_DIRECTIONS_
Pull out, word for word, the stretch from "Indeed, if regarded" through "the moment comprises?" in the article below on men in their fifties.
#### DOCUMENT ####
In fairness to Melman, it all used to be easier. The deal went thus. Work until you were about 60, then gracefully sink into grey hair, obesity and the armchair. Whereas these days, what with having kids later, needy parents still alive, giant mortgages, and those darned copies of Men's Health looming in the newsagent's, there is more to worry over. No wonder the market for cycling races in the Alps is booming. And that's before we get on to the drinking (too much) and the sex too little).
You can't look old, and you certainly can't act it. "Elders used to be celebrated," says Melman. "Now, experience counts for nothing. It is not valued. If they made, say, Jaws, today, they would cast three 25- to 30-year-old buff guys who look great."
As they progressed, it became clear to the filmmakers that their project, planned as a comedy, was uncovering some dark truths in an unfulfilled market. Their own. "Hollywood thinks the mid-life crisis begins and ends at 40," says co-producer Benji Howell, 51. "We felt the 50s was a constituency that the film world just doesn't speak to."
Indeed, if regarded at all, the fifty-something male is usually seen as a bit of a joke. From Peter Griffin and Homer Simpson, with a dash of Daddy Pig, the stereotype is overweight, comically unheroic and cartoonish. In the Father's Day merchandise this weekend, the only respite from Homer is the silver fox CEO type (usually played by Bill Nighy or that Clooney fellow). There are some great male midlife crisis movies out there, from Burt Lancaster in The Swimmer, to Bill Murray in Lost in Translation, but both feature heroes who are anything but Everyman. "We wanted four people who were not CEOs," says Melman. "Ordinary men who are the breadwinners, but who are terrified of failing." Failure. Against a soundtrack of everyone laughing at you. Led by Peppa Pig. Is this what the life of a fiftysomething man at the moment comprises?
#### DATA EXCERPTS ####
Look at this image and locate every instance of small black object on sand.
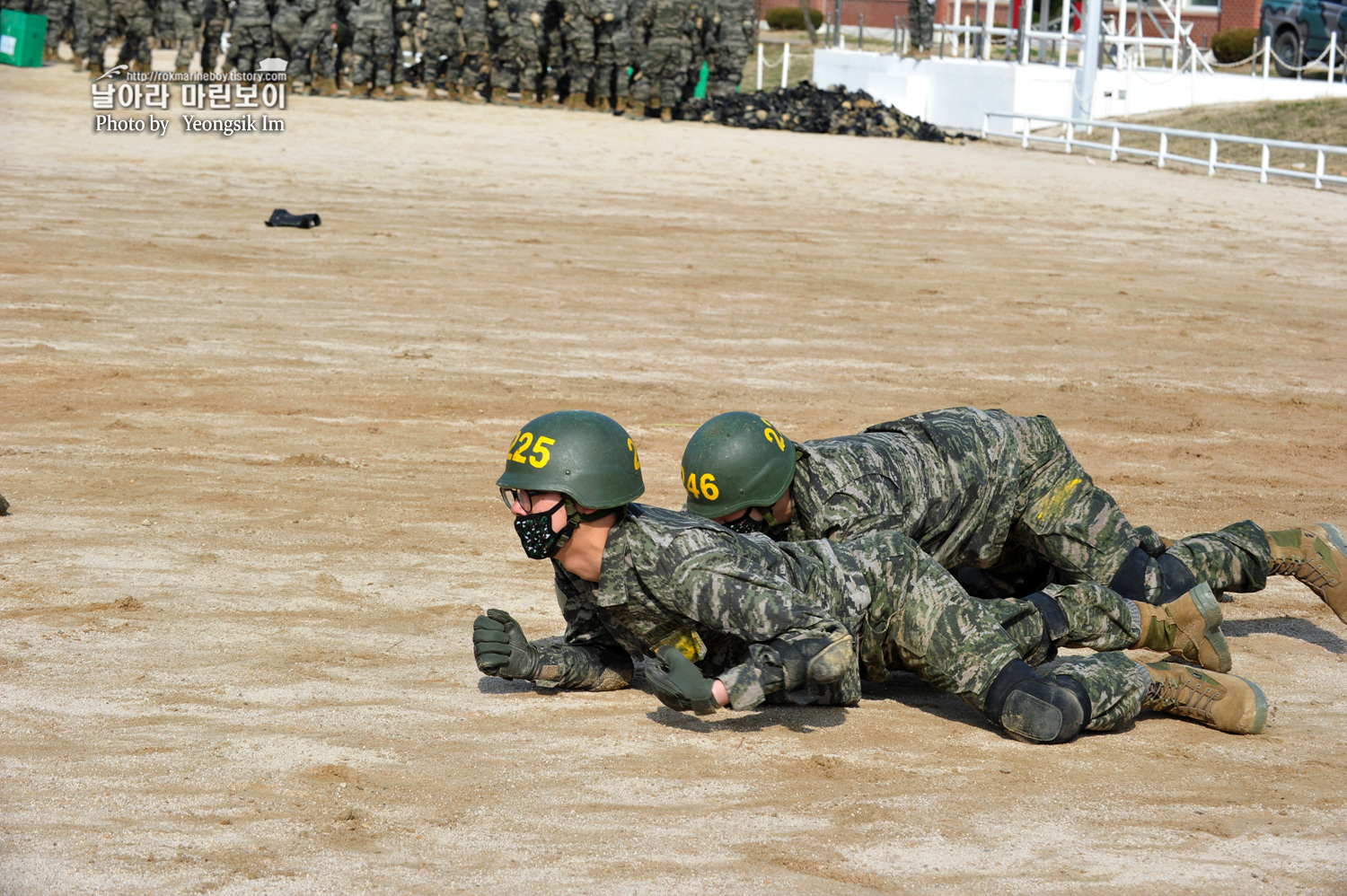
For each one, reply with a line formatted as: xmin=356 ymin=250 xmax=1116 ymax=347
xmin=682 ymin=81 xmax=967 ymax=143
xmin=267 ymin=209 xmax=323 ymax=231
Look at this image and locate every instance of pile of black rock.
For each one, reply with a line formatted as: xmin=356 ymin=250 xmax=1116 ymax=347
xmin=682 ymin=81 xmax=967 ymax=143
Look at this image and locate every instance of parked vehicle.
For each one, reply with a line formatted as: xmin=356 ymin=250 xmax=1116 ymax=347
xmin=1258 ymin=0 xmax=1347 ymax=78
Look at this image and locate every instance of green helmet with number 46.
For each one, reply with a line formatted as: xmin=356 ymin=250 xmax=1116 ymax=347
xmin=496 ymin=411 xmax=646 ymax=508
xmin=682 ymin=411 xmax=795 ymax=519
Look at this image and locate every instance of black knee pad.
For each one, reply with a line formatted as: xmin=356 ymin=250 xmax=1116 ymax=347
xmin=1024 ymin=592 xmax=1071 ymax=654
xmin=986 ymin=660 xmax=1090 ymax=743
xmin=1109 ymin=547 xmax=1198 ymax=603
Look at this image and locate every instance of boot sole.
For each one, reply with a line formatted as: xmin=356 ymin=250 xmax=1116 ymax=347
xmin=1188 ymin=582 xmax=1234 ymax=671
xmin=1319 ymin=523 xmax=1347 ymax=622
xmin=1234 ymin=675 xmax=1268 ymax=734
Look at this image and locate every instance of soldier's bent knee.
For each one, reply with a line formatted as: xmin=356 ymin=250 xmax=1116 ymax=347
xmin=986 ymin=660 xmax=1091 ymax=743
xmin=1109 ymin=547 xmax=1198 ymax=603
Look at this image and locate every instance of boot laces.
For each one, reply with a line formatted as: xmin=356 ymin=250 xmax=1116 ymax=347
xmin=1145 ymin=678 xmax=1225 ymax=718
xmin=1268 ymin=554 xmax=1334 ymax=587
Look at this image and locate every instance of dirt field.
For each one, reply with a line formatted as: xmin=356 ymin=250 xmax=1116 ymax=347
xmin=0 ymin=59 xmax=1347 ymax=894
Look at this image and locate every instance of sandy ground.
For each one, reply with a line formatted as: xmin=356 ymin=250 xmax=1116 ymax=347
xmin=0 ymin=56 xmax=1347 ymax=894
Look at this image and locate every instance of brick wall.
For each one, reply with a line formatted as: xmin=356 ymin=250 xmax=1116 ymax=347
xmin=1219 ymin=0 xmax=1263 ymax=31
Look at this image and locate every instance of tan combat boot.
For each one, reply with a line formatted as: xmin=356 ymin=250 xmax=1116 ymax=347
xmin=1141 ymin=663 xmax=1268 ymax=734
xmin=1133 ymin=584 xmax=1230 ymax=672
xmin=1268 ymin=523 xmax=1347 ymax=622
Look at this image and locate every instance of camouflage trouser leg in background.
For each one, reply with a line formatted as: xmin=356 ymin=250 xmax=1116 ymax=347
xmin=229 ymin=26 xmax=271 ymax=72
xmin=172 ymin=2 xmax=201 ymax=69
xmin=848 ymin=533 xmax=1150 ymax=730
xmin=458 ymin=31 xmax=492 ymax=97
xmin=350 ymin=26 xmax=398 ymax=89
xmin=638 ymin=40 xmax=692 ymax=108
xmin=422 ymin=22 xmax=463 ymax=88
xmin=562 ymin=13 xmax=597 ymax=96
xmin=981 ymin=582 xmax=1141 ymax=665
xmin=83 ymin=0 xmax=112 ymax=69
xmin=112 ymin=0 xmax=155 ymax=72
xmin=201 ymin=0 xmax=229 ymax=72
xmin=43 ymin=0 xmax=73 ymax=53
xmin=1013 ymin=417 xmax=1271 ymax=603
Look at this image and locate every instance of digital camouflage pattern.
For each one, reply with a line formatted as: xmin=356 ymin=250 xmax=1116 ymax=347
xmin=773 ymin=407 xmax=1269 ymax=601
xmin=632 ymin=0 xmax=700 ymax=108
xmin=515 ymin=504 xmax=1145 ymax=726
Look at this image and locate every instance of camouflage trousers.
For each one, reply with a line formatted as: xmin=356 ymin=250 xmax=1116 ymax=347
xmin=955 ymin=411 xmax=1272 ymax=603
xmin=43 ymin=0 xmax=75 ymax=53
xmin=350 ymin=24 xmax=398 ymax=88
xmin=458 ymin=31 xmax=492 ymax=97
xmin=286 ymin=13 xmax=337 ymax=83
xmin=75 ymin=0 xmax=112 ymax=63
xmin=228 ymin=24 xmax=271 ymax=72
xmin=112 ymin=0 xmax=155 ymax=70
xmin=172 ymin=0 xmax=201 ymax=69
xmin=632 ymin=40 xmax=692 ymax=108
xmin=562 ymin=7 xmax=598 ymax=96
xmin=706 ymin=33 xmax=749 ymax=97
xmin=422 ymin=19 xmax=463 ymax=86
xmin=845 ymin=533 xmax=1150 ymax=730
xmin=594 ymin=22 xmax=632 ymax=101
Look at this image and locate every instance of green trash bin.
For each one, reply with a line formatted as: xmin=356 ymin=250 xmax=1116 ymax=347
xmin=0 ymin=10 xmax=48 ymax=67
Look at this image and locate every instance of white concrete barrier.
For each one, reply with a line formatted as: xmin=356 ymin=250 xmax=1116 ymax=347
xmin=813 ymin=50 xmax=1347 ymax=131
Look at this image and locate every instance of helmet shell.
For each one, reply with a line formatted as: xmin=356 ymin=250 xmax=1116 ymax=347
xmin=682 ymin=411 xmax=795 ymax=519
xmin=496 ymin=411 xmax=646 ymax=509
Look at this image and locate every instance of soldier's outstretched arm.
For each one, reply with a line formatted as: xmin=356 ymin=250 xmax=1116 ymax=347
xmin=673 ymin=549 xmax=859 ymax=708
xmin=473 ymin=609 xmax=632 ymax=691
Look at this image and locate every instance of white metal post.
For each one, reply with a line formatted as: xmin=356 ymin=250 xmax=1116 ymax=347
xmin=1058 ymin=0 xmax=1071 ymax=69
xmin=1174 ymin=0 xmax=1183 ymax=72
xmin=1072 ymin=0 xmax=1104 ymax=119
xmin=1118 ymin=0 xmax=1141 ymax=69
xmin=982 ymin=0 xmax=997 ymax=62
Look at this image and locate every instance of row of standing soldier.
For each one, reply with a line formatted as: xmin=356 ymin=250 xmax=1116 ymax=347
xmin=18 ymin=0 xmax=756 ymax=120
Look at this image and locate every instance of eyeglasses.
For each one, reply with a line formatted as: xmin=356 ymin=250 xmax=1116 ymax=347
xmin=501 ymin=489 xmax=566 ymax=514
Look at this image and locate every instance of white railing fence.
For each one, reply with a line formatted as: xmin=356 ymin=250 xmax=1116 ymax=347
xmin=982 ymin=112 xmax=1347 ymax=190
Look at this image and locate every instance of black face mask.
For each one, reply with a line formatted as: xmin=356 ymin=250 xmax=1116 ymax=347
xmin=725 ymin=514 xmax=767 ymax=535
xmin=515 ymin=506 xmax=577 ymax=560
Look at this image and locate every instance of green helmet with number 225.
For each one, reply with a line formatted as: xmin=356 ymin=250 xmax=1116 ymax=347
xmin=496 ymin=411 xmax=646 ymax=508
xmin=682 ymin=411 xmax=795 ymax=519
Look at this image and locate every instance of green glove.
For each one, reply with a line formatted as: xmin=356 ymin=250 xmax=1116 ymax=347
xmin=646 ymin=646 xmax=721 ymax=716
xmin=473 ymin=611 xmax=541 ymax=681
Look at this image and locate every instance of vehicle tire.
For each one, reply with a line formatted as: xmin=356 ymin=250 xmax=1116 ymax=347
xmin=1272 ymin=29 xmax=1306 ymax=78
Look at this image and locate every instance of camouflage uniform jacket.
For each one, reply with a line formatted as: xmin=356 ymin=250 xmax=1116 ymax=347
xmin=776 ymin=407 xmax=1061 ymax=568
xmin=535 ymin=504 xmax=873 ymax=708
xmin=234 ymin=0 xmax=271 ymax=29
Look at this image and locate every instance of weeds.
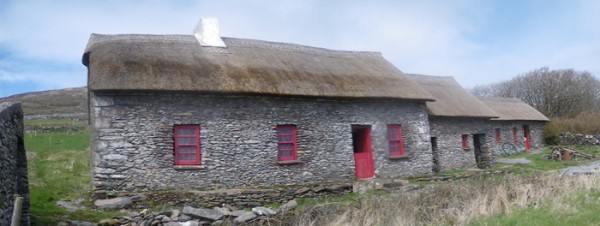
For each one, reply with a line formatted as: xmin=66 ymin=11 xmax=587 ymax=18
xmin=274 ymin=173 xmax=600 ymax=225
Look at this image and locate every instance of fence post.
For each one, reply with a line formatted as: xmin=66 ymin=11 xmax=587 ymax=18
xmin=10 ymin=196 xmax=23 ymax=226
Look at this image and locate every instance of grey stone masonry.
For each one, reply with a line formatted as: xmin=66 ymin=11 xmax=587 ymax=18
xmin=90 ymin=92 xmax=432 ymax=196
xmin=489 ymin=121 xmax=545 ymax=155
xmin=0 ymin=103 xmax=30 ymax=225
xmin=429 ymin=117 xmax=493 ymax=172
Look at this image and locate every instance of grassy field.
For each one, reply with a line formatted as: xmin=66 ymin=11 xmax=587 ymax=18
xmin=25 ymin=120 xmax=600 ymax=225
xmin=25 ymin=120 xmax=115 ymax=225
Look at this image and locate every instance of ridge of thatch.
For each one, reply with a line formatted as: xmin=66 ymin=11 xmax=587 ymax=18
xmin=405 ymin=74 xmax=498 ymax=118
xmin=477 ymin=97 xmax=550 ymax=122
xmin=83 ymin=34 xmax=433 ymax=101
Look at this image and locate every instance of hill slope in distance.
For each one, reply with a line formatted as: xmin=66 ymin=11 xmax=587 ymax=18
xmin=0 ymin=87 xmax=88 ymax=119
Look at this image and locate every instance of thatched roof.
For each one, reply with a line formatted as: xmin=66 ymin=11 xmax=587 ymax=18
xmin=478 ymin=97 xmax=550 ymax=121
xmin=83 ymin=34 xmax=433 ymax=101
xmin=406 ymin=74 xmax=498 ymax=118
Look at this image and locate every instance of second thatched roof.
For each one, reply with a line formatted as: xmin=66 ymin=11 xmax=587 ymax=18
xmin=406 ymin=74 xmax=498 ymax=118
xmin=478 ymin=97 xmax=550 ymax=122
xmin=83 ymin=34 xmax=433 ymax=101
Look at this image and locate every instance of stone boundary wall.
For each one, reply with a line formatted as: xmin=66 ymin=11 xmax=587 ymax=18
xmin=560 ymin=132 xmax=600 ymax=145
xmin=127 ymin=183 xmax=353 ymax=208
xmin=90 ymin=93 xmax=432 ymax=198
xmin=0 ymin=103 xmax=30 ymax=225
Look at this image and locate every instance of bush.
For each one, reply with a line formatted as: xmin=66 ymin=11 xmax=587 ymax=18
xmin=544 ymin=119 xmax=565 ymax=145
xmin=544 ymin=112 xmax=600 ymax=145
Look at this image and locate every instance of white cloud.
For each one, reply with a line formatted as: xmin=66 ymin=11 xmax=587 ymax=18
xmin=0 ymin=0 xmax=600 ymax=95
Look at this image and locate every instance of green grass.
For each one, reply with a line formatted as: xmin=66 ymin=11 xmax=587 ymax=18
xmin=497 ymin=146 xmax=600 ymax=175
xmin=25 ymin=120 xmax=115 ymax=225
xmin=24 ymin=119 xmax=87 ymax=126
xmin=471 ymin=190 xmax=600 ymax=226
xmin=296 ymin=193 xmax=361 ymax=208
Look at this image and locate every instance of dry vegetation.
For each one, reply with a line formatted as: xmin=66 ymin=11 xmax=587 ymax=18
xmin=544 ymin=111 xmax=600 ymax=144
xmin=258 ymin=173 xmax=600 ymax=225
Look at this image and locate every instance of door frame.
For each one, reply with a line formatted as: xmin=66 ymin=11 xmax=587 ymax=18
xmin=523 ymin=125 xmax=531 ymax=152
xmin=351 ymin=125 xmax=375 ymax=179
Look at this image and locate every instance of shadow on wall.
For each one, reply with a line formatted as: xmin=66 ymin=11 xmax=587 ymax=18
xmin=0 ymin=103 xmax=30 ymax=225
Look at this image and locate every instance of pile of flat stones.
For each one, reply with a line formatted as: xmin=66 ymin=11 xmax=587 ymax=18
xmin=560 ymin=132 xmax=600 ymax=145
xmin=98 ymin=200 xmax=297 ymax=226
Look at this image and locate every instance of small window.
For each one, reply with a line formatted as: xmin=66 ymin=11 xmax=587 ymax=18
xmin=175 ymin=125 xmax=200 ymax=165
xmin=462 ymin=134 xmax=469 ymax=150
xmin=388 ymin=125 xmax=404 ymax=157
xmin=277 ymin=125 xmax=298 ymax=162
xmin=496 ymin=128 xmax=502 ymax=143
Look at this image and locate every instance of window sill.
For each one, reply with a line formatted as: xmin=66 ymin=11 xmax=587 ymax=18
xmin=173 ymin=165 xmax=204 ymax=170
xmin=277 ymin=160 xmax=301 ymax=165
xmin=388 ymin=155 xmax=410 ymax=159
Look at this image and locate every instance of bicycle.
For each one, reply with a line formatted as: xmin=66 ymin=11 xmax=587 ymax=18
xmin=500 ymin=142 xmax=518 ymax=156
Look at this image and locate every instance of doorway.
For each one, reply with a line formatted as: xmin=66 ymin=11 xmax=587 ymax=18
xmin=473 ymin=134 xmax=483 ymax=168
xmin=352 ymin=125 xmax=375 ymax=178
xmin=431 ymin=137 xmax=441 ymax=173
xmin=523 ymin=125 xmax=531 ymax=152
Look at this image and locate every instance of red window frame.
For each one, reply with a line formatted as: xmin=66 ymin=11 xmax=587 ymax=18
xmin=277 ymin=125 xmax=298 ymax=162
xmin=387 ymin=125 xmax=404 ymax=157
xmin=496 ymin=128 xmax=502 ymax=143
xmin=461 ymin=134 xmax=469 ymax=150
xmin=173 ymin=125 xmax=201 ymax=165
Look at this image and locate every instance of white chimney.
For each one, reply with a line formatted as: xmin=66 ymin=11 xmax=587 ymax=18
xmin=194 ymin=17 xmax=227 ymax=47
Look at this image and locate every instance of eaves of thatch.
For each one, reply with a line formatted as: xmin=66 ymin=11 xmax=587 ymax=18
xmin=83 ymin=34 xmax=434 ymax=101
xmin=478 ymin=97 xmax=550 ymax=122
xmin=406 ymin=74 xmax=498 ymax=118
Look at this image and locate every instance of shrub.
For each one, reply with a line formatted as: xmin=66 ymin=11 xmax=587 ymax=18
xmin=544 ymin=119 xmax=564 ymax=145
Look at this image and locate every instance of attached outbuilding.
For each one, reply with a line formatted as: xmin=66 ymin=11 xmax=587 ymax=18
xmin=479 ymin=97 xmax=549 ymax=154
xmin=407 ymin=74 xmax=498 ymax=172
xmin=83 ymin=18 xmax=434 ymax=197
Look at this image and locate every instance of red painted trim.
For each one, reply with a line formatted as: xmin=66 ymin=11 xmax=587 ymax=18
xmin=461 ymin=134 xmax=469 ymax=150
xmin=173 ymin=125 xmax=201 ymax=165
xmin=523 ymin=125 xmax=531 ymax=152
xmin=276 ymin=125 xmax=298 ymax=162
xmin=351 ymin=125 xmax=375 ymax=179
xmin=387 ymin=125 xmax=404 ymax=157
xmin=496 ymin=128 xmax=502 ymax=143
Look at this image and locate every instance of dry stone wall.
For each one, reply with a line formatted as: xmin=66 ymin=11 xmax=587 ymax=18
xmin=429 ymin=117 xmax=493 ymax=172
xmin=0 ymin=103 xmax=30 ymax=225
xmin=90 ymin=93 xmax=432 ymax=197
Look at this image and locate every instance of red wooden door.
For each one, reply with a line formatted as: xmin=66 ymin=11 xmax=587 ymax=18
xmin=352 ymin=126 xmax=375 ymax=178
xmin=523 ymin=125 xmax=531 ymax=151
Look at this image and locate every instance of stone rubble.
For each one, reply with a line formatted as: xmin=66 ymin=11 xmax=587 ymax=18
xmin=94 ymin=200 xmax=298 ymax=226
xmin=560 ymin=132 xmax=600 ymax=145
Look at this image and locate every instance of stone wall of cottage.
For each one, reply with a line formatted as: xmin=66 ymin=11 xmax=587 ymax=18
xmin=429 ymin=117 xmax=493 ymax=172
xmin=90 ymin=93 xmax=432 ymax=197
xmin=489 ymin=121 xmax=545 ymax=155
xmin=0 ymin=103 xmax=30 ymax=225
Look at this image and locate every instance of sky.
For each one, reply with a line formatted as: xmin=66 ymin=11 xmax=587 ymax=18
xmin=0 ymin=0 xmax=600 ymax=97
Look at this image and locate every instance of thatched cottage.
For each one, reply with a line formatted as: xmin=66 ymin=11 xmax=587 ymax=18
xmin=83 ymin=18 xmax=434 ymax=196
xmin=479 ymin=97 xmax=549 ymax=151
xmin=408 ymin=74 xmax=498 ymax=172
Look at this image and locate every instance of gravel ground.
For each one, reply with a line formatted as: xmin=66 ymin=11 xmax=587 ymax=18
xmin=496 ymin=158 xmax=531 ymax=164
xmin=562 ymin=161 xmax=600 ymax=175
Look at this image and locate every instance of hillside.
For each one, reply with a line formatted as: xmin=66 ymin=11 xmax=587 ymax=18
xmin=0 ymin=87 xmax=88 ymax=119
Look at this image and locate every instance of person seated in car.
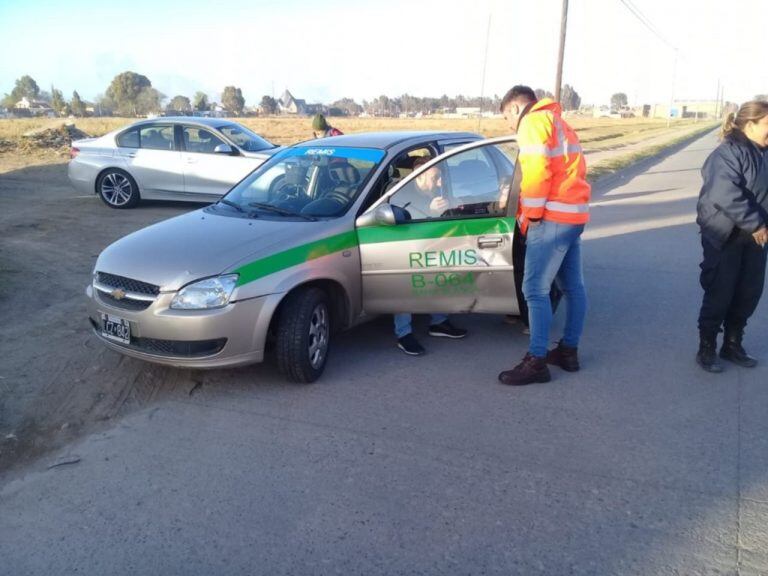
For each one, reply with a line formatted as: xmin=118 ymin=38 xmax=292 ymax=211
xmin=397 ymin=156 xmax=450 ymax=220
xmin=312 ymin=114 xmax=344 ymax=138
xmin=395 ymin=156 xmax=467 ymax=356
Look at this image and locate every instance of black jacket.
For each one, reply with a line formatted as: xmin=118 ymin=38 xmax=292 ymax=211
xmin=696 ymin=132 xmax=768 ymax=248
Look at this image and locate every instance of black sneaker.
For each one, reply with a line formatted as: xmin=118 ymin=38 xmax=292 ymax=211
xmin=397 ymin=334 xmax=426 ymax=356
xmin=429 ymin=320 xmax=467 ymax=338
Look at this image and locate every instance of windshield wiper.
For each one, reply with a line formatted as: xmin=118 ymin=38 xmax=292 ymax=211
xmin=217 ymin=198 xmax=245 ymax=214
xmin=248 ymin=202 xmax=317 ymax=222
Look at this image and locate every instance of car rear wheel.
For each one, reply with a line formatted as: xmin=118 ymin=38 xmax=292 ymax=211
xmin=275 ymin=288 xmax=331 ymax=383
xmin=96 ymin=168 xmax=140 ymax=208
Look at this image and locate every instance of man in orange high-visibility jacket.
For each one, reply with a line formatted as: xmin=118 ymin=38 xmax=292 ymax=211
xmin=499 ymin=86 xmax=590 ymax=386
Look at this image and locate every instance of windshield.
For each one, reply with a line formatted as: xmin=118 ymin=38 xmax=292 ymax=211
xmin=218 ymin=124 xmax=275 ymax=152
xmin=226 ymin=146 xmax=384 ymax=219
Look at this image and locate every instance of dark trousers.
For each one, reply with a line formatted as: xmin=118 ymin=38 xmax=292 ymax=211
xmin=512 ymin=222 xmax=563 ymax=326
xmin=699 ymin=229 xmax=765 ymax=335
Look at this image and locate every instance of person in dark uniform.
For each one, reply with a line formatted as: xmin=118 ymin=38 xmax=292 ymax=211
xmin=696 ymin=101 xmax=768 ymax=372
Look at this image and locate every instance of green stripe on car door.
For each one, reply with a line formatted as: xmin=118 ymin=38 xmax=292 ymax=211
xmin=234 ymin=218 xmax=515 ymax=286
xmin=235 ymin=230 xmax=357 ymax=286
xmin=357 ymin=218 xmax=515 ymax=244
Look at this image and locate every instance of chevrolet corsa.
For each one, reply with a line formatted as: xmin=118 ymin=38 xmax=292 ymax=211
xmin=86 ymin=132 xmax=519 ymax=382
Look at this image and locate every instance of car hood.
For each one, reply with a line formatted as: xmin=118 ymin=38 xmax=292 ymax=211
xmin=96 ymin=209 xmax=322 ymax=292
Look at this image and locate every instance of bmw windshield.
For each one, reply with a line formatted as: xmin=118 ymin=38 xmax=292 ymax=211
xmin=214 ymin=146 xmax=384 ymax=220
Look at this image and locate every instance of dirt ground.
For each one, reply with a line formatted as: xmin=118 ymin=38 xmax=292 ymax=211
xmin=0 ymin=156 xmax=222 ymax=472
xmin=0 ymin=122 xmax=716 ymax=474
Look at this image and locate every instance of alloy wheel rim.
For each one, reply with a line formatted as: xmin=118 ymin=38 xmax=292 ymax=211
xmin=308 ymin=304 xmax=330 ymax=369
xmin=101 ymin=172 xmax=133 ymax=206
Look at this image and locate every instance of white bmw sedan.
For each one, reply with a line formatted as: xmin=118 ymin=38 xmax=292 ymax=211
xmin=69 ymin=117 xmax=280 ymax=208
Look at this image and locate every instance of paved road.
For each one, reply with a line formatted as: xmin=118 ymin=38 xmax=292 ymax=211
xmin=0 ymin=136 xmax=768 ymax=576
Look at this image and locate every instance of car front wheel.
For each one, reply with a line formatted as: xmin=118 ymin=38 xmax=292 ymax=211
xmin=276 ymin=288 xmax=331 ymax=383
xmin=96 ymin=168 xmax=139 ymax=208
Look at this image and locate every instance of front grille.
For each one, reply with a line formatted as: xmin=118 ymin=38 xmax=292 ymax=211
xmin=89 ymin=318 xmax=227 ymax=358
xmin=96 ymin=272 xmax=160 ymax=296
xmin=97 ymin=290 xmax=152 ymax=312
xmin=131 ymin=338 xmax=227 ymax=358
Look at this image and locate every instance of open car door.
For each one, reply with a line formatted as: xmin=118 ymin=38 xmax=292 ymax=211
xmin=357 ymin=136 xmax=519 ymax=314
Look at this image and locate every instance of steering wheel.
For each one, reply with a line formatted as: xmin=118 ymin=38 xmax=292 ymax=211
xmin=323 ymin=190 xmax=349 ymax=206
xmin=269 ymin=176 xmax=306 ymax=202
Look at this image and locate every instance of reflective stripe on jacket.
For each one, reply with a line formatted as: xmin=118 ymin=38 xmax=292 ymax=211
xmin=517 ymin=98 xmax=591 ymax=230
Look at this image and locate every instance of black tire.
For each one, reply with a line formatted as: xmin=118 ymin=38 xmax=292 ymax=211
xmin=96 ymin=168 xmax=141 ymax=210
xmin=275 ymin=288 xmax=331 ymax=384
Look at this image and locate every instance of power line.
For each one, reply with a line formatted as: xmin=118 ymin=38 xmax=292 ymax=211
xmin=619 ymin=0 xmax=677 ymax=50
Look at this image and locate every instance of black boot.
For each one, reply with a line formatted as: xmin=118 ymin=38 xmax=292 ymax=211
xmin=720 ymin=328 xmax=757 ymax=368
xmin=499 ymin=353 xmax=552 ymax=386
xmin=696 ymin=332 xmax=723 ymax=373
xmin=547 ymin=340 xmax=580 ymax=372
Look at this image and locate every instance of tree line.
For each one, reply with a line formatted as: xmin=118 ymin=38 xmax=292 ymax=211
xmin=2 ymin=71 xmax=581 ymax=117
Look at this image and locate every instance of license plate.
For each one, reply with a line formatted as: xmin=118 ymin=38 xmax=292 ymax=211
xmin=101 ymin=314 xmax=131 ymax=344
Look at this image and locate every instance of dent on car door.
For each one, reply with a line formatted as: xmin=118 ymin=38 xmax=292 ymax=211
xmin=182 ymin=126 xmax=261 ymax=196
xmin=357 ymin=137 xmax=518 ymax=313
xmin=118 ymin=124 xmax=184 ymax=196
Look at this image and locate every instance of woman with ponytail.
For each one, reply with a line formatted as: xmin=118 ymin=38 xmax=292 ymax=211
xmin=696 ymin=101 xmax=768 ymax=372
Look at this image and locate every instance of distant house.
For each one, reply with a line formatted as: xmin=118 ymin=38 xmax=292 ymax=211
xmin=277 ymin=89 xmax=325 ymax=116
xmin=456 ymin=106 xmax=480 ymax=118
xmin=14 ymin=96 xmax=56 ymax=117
####
_TASK ANSWER_
Indeed, if regarded at all, the fifty-something male is usually seen as a bit of a joke. From Peter Griffin and Homer Simpson, with a dash of Daddy Pig, the stereotype is overweight, comically unheroic and cartoonish. In the Father's Day merchandise this weekend, the only respite from Homer is the silver fox CEO type (usually played by Bill Nighy or that Clooney fellow). There are some great male midlife crisis movies out there, from Burt Lancaster in The Swimmer, to Bill Murray in Lost in Translation, but both feature heroes who are anything but Everyman. "We wanted four people who were not CEOs," says Melman. "Ordinary men who are the breadwinners, but who are terrified of failing." Failure. Against a soundtrack of everyone laughing at you. Led by Peppa Pig. Is this what the life of a fiftysomething man at the moment comprises?